··· ФРАГМЕНТ ДОКУМЕНТА

Книга PASSIONARIUM. Теория пассионарности и этногенеза. Этногенез и биосфера земли. Конец и вновь начало, страница 35. Автор книги Лев Гумилев

Разделитель для чтения книг в онлайн библиотеке

Онлайн книга «PASSIONARIUM. Теория пассионарности и этногенеза. Этногенез и биосфера земли. Конец и вновь начало»

Cтраница 35

Пожалуй, именно это право на смерть отличает этнос, находящийся в фазе гомеостатического равновесия со средой, от популяции того или иного вида животных. Смерть этноса – это распад системной целостности, а не поголовное истребление всех особей, в нее входящих. Хотя история сохранила позорные страницы истребления отдельных индейских племен американцами и небольших этносов хуннов – китайцами, но гораздо чаще члены погибшего этноса входят в состав новых, соседних этносов. Поэтому этническая экстерминация – явление скорее социальное, чем биологическое.

Согласно диалектическому материализму смерть – необходимый момент и закономерный результат жизнедеятельности организма. «…Отрицание жизни, – писал Ф. Энгельс, – по существу содержится в самой жизни, так что жизнь всегда мыслится в соотношении со своим необходимым результатом, заключающимся в ней постоянно в зародыше, – смертью» [143, т. 20, с. 610]. Этот универсальный закон диалектики действует и в процессах этногенеза.

Как человек может быть убит в любом возрасте, так и этногенетический процесс может быть оборван в любой фазе. Однако легче оборвать начинающийся этногенез, пока этнос не набрал силу, и завершающийся, когда эта сила уже растрачена. При этом уровень техники и культуры большого значения не имеет, равно как и численность населения. Ирокезы в XV в. создали оригинальную, развивающуюся форму общежития – союз пяти племен, своего рода республику. Нахуа дали начало ацтекам, а государство Монтесумы вряд ли можно считать не развивавшимся с XIV по XVI в. (точнее – с 1325 г., когда был основан Теночтитлан, по 1521 г., когда он был взят Кортесом). Приведенные примеры – примеры процессов этногенеза, оборванных ударами извне в начале своего развития.

······
··· ФРАГМЕНТ НАБОРА ДАННЫХ

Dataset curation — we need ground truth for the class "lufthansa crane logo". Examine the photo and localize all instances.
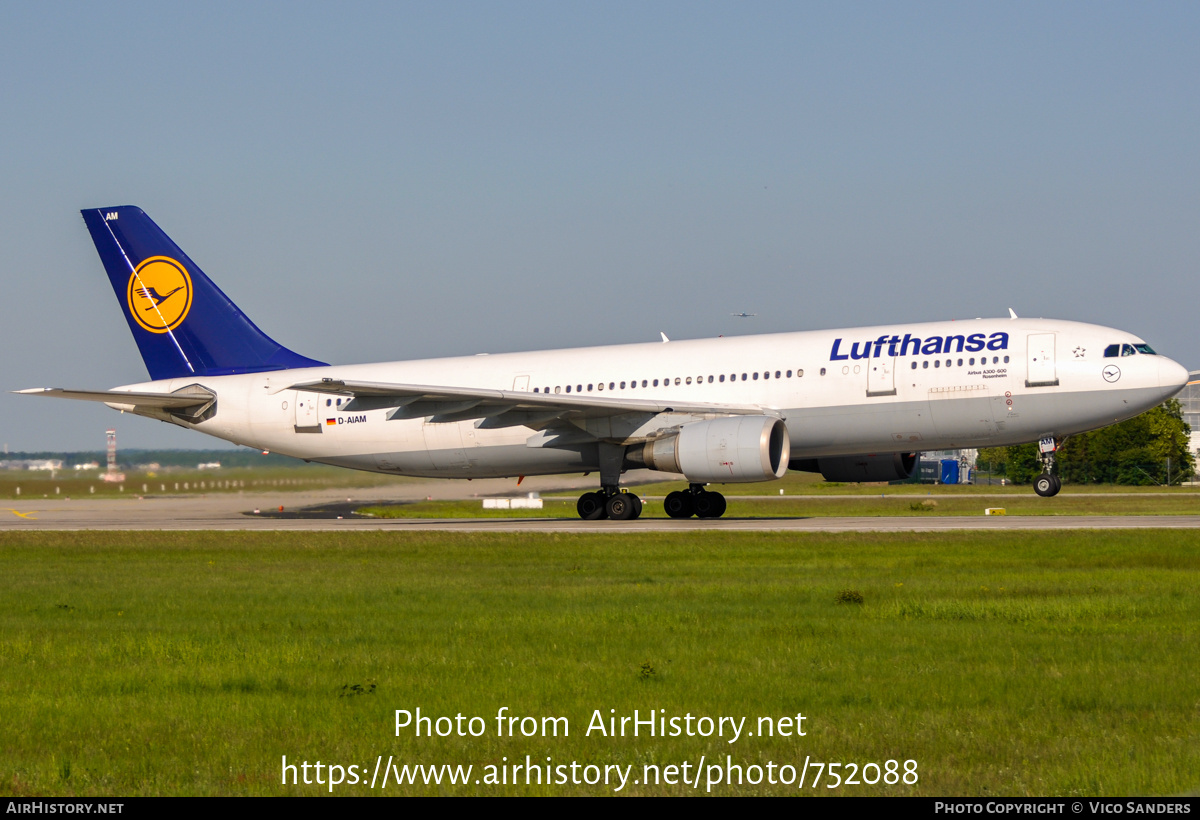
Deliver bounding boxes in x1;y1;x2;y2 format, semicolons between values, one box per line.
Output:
126;256;192;333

······

> ЗАДАНИЯ:
[1] Переведите на английский язык предложение из текста об этногенезе: «Смерть этноса – это распад системной целостности, а не поголовное истребление всех особей, в нее входящих».
[2] Напишите продолжение текста об этногенезе, начиная сразу после его последнего предложения.

> ОТВЕТЫ К ЗАДАНИЯМ:
[1] The death of an ethnos is the disintegration of its systemic integrity, not the wholesale extermination of all the individuals that belong to it.

[2]
Еще нагляднее пример древних евреев. В XV в. до н. э. бродячие племена хабиру вторглись в Палестину и захватили участок территории у Иордана. По уровню техники, методам ведения хозяйства, военным приемам они не отличались от прочих семитских племен Сирии и Аравии и уступали народам Египта и Вавилонии. Но это был народ, интенсивно развивавшийся в этническом плане, и он пережил всех соседей, пока не погиб как этническая общность [17] под короткими мечами римской пехоты. Однако эта гибель совпала, и очевидно не случайно, с этнической дивергенцией самого еврейского народа, когда фарисеи, саддукеи и ессеи перестали ощущать свою общность и начали видеть друг в друге либо отступников и изменников (отношение фарисеев и ессеев к саддукеям), либо дикарей (отношение саддукеев к ессеям, народным массам), либо оторвавшуюся от народа жреческую касту (отношение саддукеев и ессеев к фарисеям). А ведь в отношении уровня культуры евреи в I в. не уступали ни римлянам, ни грекам.

На основании приведенных примеров можно было бы подумать, что именно варварство таит в себе силы, которые при развитии культуры иссякают. Но и эта точка зрения не находит подтверждений в истории. Европейские народы завоевали Африку и Юго-Восточную Азию в XIX в. и создали систему колониальных империй, охватившую в начале XX в. почти всю поверхность суши. В некоторых случаях это можно объяснить превосходством в военной технике, но не всегда. Например, в Индии сипаи были вооружены английским оружием и тем не менее были разбиты англичанами, уступавшими им в численности. Турецкая армия в XVII–XVIII вв. не уступала по качеству оружия русской и австрийской, однако Евгений Савойский и Суворов оказались победителями, несмотря на малочисленность армий и удаленность от баз снабжения. Французы покорили Алжир и Аннам не столько за счет лучших пушек, сколько за счет прославленной храбрости зуавов, применившихся к малой (антипартизанской) войне. И наоборот, итальянцы, располагавшие самым совершенным оружием, проиграли в 1896 г. войну с негусом Менеликом, воины которого были вооружены копьями и кремневыми ружьями, а по древности своей культуры не уступали уроженцам Италии. Вот оно как!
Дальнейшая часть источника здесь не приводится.